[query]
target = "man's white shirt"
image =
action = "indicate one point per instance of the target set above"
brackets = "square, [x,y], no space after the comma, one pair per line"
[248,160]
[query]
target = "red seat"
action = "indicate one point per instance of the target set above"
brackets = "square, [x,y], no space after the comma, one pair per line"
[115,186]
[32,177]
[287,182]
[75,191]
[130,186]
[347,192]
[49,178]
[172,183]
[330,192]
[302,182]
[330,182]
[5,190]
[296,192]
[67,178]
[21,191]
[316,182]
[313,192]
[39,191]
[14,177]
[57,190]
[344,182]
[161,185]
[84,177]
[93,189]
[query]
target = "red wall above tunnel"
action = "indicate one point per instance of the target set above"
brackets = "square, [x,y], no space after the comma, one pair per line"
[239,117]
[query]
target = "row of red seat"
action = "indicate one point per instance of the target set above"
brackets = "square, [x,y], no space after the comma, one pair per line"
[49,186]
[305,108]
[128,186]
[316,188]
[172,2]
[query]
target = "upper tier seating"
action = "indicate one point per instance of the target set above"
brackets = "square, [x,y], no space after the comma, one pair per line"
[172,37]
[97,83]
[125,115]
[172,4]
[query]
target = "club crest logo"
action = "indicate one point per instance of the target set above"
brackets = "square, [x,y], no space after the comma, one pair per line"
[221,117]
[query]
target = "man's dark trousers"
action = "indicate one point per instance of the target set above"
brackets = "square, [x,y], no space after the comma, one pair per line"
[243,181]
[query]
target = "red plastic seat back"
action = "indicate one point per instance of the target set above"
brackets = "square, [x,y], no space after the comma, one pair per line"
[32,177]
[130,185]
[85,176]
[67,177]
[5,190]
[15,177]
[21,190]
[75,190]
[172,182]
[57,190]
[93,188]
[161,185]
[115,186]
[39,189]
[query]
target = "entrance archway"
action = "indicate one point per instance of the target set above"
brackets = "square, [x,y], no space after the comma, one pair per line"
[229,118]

▬▬▬▬▬▬▬▬▬▬

▶ [Your goal] Quote the material exactly, leaving nothing out.

▶ [Exercise answer]
[query]
target = "man's white shirt"
image =
action = "indicate one point per instance of the target set above"
brackets = "square, [x,y], no space after the comma, one pair per line"
[248,160]
[query]
target = "red seat"
action = "indicate one point per instance of the target set above"
brackets = "square, [x,y], no space after the comma, one pair per line"
[115,186]
[32,177]
[287,182]
[75,191]
[130,186]
[347,192]
[49,178]
[172,183]
[330,192]
[302,182]
[330,182]
[5,190]
[296,192]
[67,178]
[21,191]
[316,182]
[313,192]
[39,191]
[14,177]
[57,190]
[344,182]
[161,185]
[84,177]
[93,189]
[query]
target = "red wall above tunnel"
action = "indicate one point per instance of the target set above"
brackets = "square, [x,y], no space after the comma, one pair per line"
[239,117]
[query]
target = "row of red seat"
action = "indicate one point per instance of the target set above"
brackets = "square, [x,y], no space after the comma, one pair per line"
[49,186]
[305,108]
[128,186]
[316,188]
[172,2]
[query]
target = "upper tier seating"
action = "indicate one point per instance of the target set above"
brackets = "square, [x,y], no space after the comma, one pair per line"
[172,37]
[97,83]
[125,115]
[172,4]
[query]
target = "club crest logo"
action = "indicate one point per instance of the target set above"
brackets = "square, [x,y], no space after the comma, one pair per line"
[221,117]
[query]
target = "man's dark trousers"
action = "indicate one point per instance of the target set above"
brackets = "square, [x,y], no space after the comma, one pair per line"
[243,181]
[query]
target = "red plastic seat back"
action = "indicate one point per instance of the target set above"
brackets = "square, [x,y], no space after the comma, one pair per line"
[32,177]
[130,185]
[85,176]
[67,177]
[5,190]
[15,177]
[21,190]
[75,190]
[172,182]
[57,190]
[93,188]
[161,185]
[115,186]
[39,189]
[query]
target = "entrance archway"
action = "indicate one point per instance of the target set above"
brackets = "square, [x,y], no space after the comma, one pair per line"
[229,118]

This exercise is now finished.